▶ Exercise description
Revise the rows below so that every occurrence of "grass patch" reads "lawn area", with nothing else altered.
◆ ◆ ◆ ◆
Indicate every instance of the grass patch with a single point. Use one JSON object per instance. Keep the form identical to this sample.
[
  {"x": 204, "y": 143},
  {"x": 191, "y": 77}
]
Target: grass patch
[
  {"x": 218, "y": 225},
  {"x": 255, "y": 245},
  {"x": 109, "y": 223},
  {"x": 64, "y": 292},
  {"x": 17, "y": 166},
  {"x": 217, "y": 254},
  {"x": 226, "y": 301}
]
◆ ◆ ◆ ◆
▶ Completed task
Indicate every instance of the lawn area with a single point. Use one JSON object per instance. Keep the form identical to this sample.
[
  {"x": 204, "y": 143},
  {"x": 191, "y": 77}
]
Target: lawn area
[
  {"x": 218, "y": 225},
  {"x": 255, "y": 245},
  {"x": 109, "y": 223},
  {"x": 64, "y": 292},
  {"x": 17, "y": 166},
  {"x": 217, "y": 254},
  {"x": 226, "y": 301}
]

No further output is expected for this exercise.